--- EXTRACT TO READ ---

A Confusion of Princes takes the inventiveness of Garth Nix’s Sabriel books (which have some of my favorite worldbuilding ever), and applies it to a hard science fiction world instead: an empire controlled by a group of ruling princes (both male and female) who are trained to the role from birth. It has the sort of worldbuilding that makes me believe not only in the bits of the Empire that I see, but also in the bits of the Empire I don’t see; that convinces me the world of the story is deeper and broader than the pieces of that world we actually see. That world is deeply tech-infused (bitek, psitek, mektek) in ways that are deeply woven into the story, and that also give the world a hard science fiction texture that’s grown less common than it once was.

--- ENTRIES PROVIDED ---

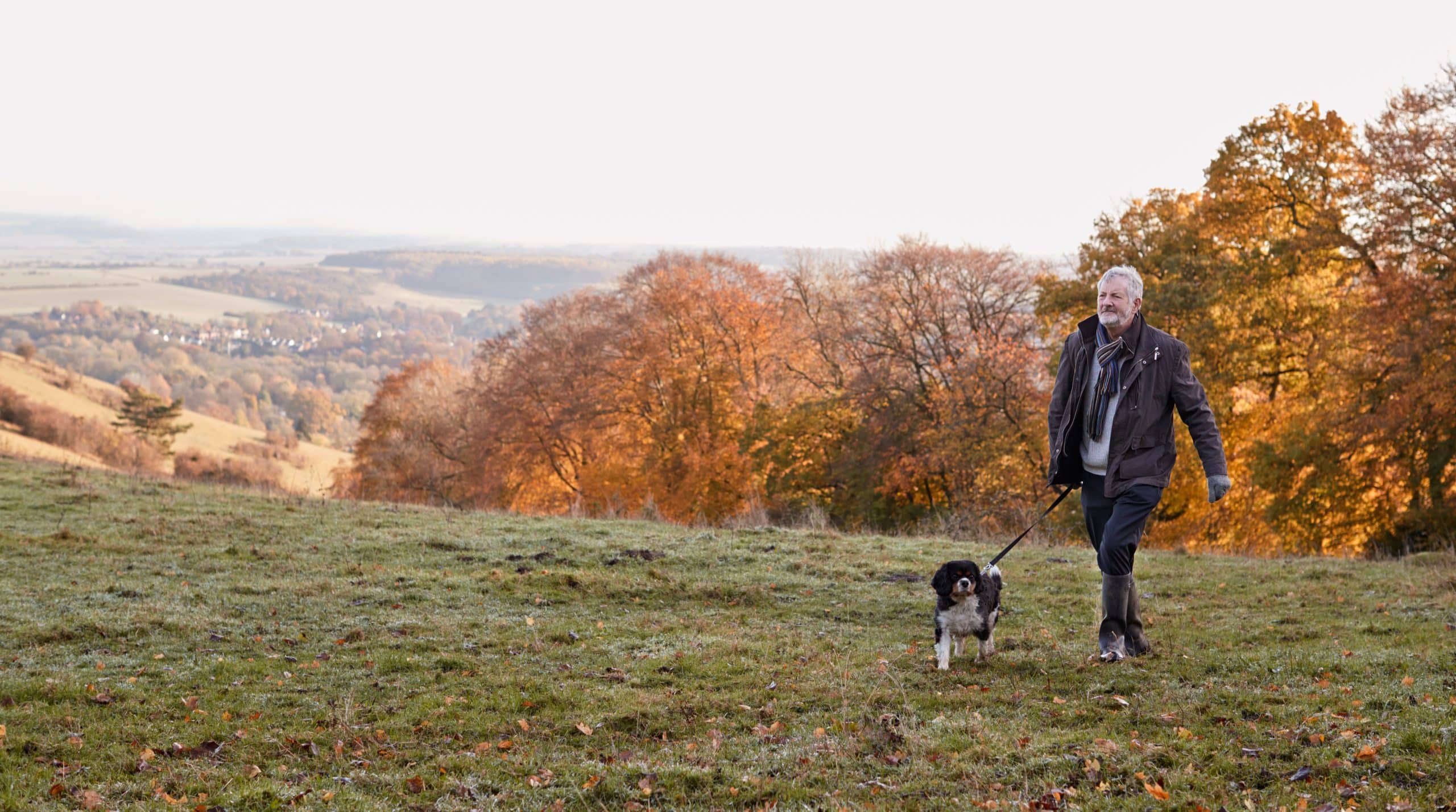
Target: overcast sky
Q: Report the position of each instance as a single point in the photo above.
(799, 124)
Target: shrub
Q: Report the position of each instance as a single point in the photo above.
(201, 466)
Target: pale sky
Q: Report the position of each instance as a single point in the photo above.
(796, 124)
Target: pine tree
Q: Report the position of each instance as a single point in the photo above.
(150, 418)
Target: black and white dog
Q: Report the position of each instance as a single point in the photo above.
(967, 607)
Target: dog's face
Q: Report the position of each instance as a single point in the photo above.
(957, 581)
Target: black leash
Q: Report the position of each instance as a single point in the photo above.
(1060, 496)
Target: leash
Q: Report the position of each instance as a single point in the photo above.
(1060, 496)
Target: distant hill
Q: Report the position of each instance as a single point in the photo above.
(308, 467)
(484, 274)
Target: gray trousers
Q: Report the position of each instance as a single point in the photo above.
(1116, 526)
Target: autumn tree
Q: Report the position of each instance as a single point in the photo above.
(410, 447)
(937, 353)
(1371, 462)
(313, 412)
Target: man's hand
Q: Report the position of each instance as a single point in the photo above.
(1218, 487)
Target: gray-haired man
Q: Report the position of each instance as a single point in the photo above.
(1113, 434)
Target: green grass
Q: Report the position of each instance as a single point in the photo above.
(372, 657)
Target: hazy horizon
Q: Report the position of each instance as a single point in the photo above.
(659, 124)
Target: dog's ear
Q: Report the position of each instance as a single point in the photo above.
(942, 581)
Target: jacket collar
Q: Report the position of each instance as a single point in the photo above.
(1132, 337)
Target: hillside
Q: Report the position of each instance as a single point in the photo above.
(504, 277)
(204, 647)
(308, 470)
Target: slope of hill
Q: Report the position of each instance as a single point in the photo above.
(380, 657)
(501, 277)
(309, 472)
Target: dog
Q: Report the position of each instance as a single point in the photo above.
(969, 602)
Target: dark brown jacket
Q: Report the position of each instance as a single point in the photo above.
(1155, 380)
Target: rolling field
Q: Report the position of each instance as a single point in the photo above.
(28, 290)
(85, 399)
(188, 647)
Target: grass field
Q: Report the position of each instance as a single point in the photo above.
(210, 648)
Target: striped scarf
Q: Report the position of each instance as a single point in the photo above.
(1107, 360)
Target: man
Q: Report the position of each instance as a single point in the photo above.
(1113, 434)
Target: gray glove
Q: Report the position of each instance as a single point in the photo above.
(1218, 487)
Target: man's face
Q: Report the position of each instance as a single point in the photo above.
(1114, 305)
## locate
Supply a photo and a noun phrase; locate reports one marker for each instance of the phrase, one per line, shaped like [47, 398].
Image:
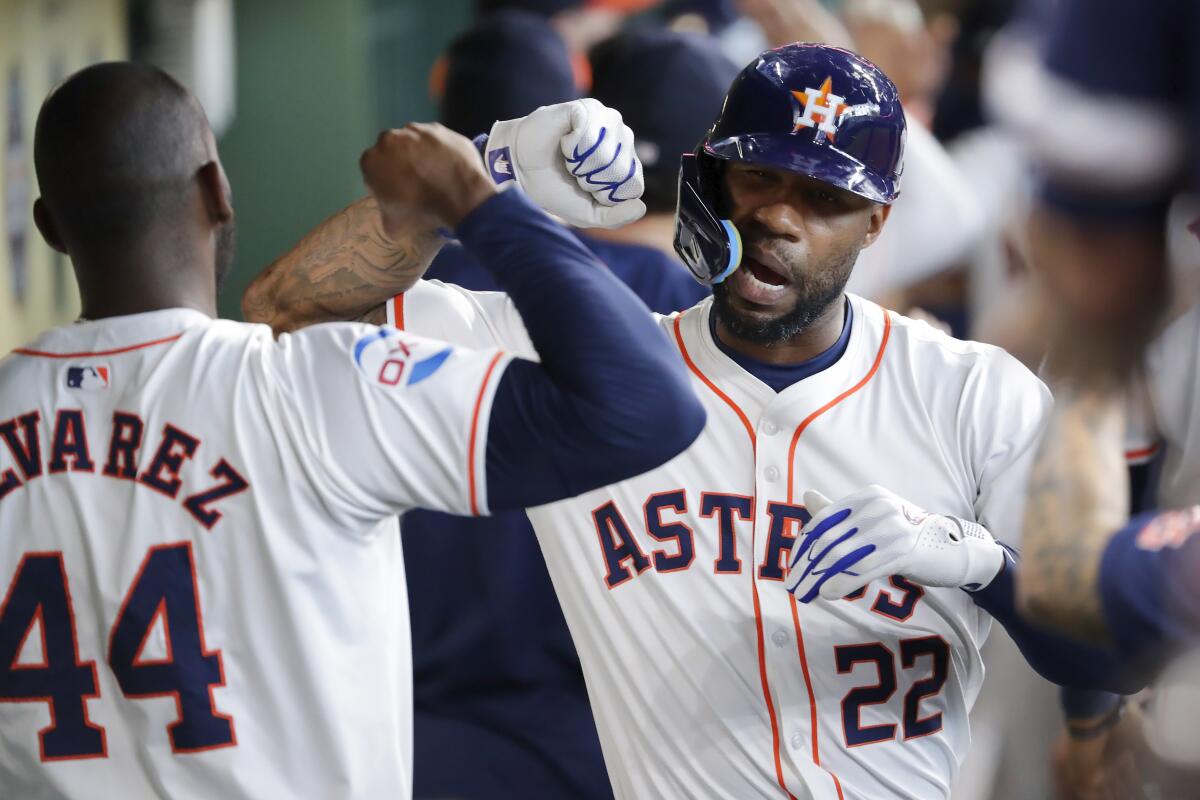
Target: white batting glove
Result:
[574, 160]
[873, 534]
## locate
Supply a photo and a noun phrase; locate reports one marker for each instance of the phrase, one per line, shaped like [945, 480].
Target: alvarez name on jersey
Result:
[201, 567]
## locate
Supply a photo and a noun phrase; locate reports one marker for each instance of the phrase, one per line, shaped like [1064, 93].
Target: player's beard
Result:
[226, 245]
[817, 289]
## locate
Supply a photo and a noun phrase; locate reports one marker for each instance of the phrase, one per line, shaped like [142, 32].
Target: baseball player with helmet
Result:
[203, 590]
[707, 677]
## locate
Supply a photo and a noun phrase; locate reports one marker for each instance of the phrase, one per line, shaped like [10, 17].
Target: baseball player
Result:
[707, 678]
[203, 593]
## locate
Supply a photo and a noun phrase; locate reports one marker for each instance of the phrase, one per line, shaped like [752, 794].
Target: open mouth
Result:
[765, 274]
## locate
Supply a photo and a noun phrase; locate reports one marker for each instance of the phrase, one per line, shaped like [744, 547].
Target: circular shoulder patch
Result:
[390, 360]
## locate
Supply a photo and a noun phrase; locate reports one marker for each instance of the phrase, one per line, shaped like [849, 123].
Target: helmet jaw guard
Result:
[708, 244]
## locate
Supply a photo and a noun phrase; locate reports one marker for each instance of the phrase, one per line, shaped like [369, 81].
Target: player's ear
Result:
[47, 227]
[880, 215]
[215, 192]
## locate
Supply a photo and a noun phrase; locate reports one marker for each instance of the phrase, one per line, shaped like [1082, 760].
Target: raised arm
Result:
[348, 266]
[343, 269]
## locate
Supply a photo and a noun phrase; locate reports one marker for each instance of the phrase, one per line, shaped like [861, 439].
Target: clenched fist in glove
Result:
[873, 534]
[574, 160]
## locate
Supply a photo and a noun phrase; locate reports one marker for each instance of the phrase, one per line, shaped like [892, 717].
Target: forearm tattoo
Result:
[345, 269]
[1078, 499]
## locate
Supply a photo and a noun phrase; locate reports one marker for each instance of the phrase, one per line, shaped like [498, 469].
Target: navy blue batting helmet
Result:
[813, 109]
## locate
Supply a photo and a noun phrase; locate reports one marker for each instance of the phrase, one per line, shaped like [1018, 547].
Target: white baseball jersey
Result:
[706, 678]
[201, 567]
[1167, 413]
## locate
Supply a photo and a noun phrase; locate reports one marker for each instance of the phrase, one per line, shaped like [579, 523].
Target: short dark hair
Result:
[114, 148]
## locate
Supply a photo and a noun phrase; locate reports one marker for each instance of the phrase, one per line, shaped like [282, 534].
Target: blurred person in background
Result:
[1107, 96]
[581, 23]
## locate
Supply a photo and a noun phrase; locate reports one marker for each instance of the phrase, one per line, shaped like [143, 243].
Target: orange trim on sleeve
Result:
[474, 431]
[754, 582]
[42, 354]
[1145, 452]
[791, 481]
[691, 365]
[397, 311]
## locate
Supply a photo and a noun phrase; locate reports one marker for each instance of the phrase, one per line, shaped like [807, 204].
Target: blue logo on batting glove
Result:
[499, 163]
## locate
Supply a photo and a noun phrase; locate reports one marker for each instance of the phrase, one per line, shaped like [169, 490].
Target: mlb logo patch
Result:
[91, 378]
[499, 163]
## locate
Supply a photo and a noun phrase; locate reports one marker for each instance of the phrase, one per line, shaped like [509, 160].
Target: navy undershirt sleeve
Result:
[1059, 659]
[610, 398]
[1150, 587]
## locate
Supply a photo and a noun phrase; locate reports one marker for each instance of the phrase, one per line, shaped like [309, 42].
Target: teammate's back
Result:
[193, 573]
[201, 597]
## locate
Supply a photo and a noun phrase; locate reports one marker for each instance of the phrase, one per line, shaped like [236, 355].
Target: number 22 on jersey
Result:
[163, 593]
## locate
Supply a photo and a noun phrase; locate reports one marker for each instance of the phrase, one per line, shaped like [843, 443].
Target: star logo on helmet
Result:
[820, 103]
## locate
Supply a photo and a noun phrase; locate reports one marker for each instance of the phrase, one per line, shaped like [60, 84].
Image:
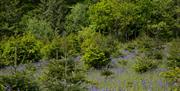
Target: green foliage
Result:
[173, 75]
[174, 54]
[53, 49]
[11, 12]
[129, 19]
[123, 62]
[64, 74]
[158, 17]
[59, 47]
[95, 57]
[77, 18]
[86, 39]
[40, 28]
[144, 64]
[21, 50]
[18, 82]
[107, 73]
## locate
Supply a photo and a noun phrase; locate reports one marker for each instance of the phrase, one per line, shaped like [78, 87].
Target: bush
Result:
[53, 49]
[144, 64]
[173, 76]
[86, 39]
[123, 62]
[40, 28]
[61, 46]
[174, 54]
[77, 18]
[64, 74]
[95, 57]
[17, 82]
[107, 73]
[21, 50]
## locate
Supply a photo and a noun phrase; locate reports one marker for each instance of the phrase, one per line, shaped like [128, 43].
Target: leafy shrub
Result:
[144, 64]
[77, 18]
[53, 49]
[61, 46]
[18, 82]
[95, 57]
[123, 62]
[173, 75]
[107, 73]
[86, 39]
[21, 50]
[174, 54]
[40, 28]
[64, 74]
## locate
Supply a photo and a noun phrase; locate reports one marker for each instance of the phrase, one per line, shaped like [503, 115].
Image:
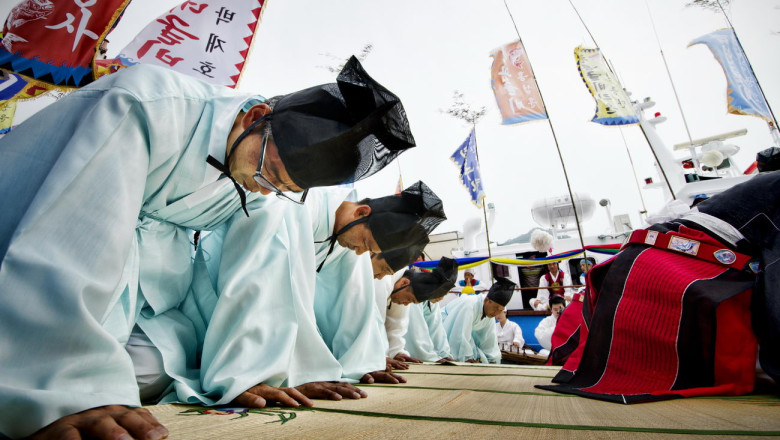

---

● **INSTRUCTION**
Write the next part of the review of A Confusion of Princes, beginning after its last sentence.

● **ANSWER BELOW**
It’s the sort of texture and the sort of world and I think the sort of story I hear many readers craving at science fiction cons, when looking for new YA reads for themselves or for teens in their lives. I’ve been wishing I had more books like this to point them to: something that harkens back to the sort of heavy-on-the-rivets, exploring-the-universe space opera they loved as kids, but that also has a more contemporary and less dated feel, and that both embraces the trope of the competent young man ready to set out and make his fortune and questions it.
If this book wasn’t for me, it’s only because this sort of story often isn’t (I’ve always favored Star Wars over Star Trek, too). But it’s well-written and inventive and the sort of thing so many readers I know do love, and that many of them haven’t been finding lately, and I’m looking forward to recommending it.
A Confusion of Princes is out in Australia and due out May 15 in the U.S.
“I have died three times, and three times been reborn, though I am not yet twenty in the old earth years by which it is still the fashion to measure time. This is the story of my three deaths, and my life between. My name is Khemri.”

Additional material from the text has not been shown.